Phrase grounding data
++++++++++

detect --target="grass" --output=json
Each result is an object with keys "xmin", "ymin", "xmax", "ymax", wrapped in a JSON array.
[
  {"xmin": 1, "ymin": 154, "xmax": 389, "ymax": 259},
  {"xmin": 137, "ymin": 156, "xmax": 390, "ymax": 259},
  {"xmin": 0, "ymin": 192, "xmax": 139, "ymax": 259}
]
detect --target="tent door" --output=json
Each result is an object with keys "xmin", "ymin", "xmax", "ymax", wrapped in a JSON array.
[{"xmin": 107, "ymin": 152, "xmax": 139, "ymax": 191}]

++++++++++

*Your assignment:* Copy out every line of the data that includes the word "detect".

*Response:*
detect --target="grass" --output=json
detect --target="tent door" --output=json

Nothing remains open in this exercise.